■ PROBLEM TO WORK ON
Reproduce the items word for word, from their start through the line that contains "left=196, top=109, right=257, bottom=254", including that line, and leave the pictures out.

Region annotation items

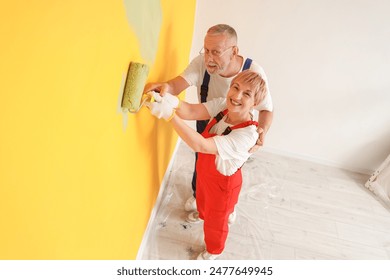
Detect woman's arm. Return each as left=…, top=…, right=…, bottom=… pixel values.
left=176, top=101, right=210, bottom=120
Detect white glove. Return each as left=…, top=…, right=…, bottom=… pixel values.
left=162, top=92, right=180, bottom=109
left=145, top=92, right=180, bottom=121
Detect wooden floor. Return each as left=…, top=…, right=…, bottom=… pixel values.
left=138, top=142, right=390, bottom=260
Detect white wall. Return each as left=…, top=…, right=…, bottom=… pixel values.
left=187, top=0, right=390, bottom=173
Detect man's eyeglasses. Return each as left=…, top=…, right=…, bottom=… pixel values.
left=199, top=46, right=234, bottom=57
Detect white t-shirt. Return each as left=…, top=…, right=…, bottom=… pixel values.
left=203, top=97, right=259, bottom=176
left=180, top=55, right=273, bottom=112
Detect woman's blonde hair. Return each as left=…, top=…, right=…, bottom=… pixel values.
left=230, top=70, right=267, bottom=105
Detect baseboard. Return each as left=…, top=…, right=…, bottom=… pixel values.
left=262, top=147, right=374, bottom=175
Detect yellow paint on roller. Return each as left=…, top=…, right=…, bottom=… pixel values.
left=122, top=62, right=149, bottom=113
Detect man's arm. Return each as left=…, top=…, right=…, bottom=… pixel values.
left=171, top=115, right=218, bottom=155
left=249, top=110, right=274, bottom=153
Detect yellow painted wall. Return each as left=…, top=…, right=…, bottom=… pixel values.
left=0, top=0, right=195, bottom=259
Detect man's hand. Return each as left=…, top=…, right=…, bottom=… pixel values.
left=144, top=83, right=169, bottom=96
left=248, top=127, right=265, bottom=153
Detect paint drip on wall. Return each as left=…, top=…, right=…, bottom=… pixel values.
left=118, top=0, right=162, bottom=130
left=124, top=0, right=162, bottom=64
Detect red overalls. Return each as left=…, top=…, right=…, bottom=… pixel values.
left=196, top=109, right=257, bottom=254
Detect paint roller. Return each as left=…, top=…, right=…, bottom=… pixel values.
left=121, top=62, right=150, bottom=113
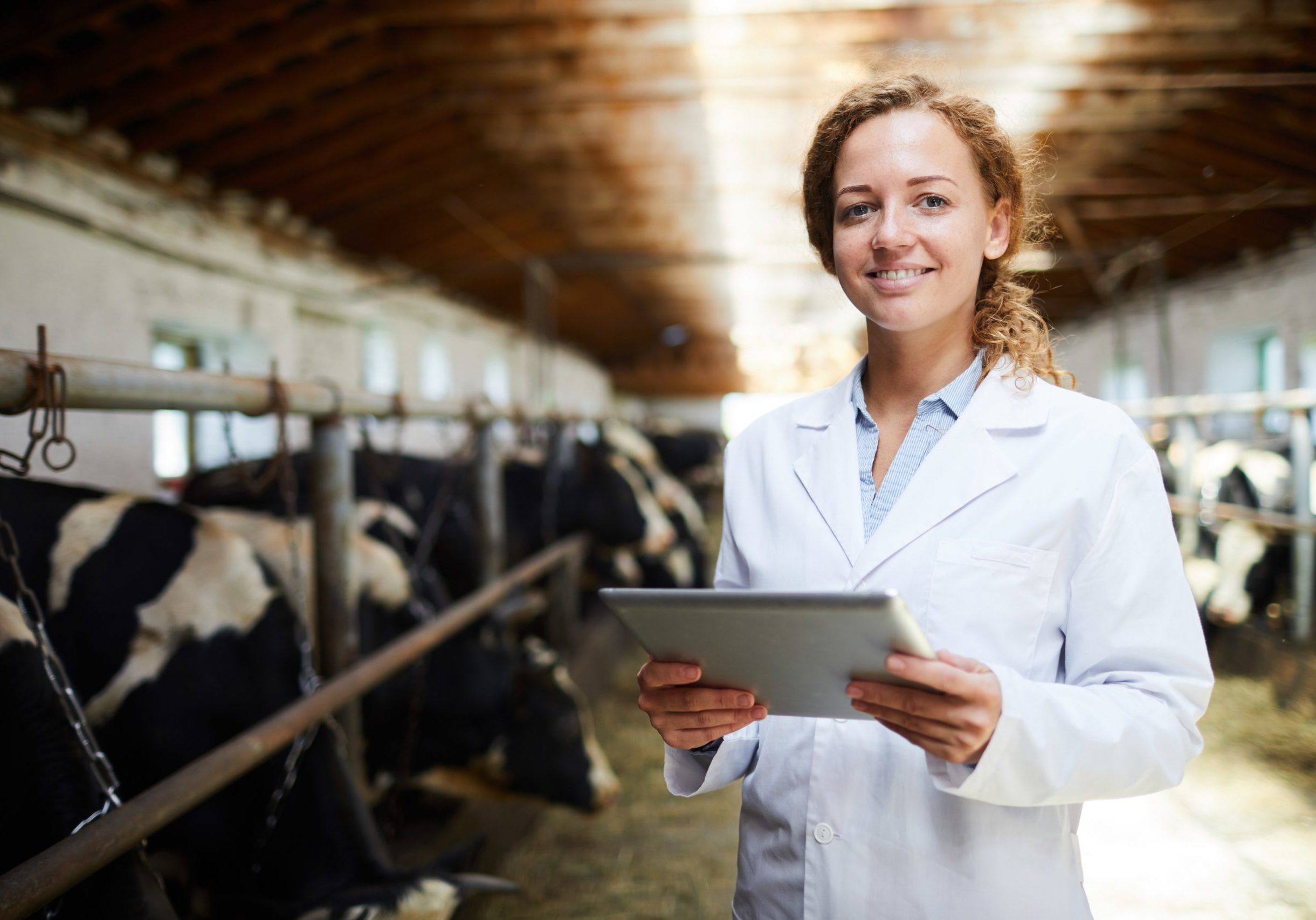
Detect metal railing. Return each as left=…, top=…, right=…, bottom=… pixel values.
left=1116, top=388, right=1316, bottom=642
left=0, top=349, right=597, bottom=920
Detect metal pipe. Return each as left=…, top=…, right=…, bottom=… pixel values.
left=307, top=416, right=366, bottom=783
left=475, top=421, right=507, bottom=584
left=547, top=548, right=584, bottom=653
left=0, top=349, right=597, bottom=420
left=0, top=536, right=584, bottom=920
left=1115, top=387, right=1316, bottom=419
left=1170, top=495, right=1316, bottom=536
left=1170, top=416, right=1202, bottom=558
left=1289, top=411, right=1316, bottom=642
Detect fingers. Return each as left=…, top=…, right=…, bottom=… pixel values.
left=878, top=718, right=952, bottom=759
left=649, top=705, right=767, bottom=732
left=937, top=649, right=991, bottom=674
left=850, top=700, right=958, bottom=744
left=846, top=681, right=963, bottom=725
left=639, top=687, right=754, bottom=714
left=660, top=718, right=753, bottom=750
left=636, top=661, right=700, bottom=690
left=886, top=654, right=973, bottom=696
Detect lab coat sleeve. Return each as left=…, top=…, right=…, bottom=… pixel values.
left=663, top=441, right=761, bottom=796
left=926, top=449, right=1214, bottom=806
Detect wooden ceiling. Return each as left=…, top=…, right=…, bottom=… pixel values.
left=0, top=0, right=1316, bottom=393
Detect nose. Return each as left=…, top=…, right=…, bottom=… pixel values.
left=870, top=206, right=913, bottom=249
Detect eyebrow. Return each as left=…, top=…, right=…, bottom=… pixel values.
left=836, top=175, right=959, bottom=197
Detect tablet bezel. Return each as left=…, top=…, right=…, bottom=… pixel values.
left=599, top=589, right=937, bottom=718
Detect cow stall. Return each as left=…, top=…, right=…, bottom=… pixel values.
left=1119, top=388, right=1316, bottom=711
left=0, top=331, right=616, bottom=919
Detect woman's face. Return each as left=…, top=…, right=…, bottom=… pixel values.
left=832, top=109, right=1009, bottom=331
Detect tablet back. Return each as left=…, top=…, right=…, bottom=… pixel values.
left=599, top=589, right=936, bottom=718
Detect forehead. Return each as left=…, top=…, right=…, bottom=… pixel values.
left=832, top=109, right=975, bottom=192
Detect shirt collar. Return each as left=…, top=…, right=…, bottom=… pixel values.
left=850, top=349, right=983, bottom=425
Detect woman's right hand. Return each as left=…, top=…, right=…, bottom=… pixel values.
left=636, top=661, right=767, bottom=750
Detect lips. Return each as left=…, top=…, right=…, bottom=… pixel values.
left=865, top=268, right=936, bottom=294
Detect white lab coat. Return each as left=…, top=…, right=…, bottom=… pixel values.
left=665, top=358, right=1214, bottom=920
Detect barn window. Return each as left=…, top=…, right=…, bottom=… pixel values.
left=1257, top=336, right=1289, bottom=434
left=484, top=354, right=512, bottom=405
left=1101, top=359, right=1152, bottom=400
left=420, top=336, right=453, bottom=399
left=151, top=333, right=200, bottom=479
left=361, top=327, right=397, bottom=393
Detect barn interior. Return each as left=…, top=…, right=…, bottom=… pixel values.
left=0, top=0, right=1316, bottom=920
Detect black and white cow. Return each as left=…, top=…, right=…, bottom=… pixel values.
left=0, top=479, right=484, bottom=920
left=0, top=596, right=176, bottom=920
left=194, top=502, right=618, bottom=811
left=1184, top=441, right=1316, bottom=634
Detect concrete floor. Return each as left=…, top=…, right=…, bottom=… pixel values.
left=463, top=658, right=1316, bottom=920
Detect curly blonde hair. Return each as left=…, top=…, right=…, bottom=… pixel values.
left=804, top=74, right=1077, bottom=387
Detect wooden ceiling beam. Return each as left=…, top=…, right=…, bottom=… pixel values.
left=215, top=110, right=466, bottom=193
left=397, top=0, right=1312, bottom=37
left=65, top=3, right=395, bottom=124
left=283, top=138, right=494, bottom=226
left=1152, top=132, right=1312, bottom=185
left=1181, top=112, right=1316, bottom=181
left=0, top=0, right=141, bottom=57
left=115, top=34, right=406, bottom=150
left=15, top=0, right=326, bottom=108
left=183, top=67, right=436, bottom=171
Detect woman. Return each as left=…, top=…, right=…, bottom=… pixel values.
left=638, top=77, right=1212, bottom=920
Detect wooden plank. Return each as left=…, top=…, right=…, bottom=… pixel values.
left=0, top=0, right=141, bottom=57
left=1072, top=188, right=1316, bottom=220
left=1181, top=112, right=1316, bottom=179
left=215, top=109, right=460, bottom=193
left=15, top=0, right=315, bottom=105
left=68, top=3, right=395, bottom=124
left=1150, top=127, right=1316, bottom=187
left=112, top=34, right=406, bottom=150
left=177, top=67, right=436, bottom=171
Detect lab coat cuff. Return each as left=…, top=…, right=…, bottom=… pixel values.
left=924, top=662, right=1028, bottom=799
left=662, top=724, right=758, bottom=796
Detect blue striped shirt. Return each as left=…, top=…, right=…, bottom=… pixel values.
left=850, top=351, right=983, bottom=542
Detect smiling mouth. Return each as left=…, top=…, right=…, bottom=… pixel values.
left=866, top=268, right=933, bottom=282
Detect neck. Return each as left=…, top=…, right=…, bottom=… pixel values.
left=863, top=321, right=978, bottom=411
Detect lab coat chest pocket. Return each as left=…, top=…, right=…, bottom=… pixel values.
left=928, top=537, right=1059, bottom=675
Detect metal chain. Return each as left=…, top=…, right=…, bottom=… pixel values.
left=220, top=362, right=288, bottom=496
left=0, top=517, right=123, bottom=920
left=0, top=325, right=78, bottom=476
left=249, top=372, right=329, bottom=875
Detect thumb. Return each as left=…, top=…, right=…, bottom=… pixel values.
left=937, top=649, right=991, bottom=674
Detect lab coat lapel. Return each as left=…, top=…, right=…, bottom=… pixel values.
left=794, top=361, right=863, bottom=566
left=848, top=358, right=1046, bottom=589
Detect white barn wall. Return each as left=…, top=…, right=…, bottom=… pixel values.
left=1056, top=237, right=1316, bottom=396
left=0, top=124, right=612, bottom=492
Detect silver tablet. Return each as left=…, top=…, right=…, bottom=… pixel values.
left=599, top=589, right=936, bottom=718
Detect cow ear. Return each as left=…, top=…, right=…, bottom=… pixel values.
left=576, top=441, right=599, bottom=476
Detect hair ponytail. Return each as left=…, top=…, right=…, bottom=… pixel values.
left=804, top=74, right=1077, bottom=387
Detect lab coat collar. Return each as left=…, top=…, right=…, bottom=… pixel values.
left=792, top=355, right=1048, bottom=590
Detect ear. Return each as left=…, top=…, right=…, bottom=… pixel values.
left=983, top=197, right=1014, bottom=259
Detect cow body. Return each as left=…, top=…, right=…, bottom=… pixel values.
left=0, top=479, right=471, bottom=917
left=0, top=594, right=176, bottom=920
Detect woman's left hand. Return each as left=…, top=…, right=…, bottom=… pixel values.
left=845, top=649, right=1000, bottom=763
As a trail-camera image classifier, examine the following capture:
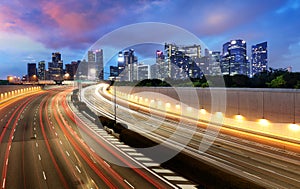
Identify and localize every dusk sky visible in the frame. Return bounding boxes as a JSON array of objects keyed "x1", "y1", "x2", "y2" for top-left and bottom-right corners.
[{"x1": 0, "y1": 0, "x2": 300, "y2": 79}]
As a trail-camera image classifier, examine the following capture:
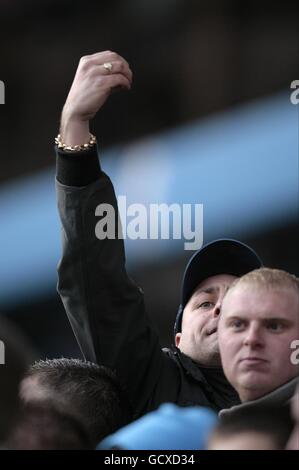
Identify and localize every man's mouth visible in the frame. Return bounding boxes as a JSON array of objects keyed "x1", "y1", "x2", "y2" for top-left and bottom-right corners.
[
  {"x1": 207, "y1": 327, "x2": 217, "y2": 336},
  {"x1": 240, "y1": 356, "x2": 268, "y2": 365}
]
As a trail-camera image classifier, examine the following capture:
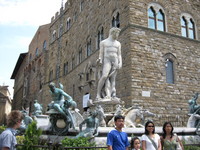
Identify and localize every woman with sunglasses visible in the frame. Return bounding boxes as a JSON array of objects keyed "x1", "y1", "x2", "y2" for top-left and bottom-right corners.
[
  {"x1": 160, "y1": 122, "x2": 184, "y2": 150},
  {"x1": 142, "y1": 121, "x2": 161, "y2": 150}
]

■ SOLUTION FOR THIS PROBLEM
Detect woman's arm. Return each as left=…, top=…, right=…, bottom=… pixel values.
left=176, top=101, right=210, bottom=120
Detect white glove. Return each as left=…, top=…, right=…, bottom=… pixel values.
left=162, top=92, right=180, bottom=109
left=145, top=92, right=180, bottom=121
Detect wooden floor. Return each as left=…, top=…, right=…, bottom=… pixel values.
left=138, top=142, right=390, bottom=260
Detect white wall. Return each as left=…, top=…, right=…, bottom=… pixel values.
left=187, top=0, right=390, bottom=173
Detect man's eyeglasses. Return each as left=…, top=…, right=…, bottom=… pixel values.
left=199, top=46, right=234, bottom=57
Detect white t-shirt. Return each as left=…, top=…, right=…, bottom=… pixel values.
left=203, top=97, right=259, bottom=176
left=180, top=55, right=273, bottom=112
Detect woman's blonde hair. Return each as left=…, top=…, right=…, bottom=… pixel values.
left=230, top=70, right=267, bottom=105
Detect baseboard. Return each as left=…, top=…, right=…, bottom=… pixel values.
left=262, top=147, right=374, bottom=175
Detect yellow paint on roller. Return each as left=…, top=…, right=…, bottom=… pixel values.
left=122, top=62, right=149, bottom=113
Detect man's arm. Return each as left=…, top=…, right=…, bottom=… pixel values.
left=171, top=115, right=218, bottom=155
left=249, top=110, right=274, bottom=153
Detect yellow painted wall. Return each as left=…, top=…, right=…, bottom=… pixel values.
left=0, top=0, right=195, bottom=259
Detect man's hand. Return each as left=…, top=…, right=…, bottom=… pixel values.
left=144, top=83, right=169, bottom=96
left=248, top=127, right=265, bottom=153
Detect paint drip on wall. Return each as left=…, top=…, right=…, bottom=… pixel values.
left=118, top=0, right=162, bottom=130
left=124, top=0, right=162, bottom=64
Detect red overalls. Return each as left=…, top=…, right=…, bottom=… pixel values.
left=196, top=109, right=257, bottom=254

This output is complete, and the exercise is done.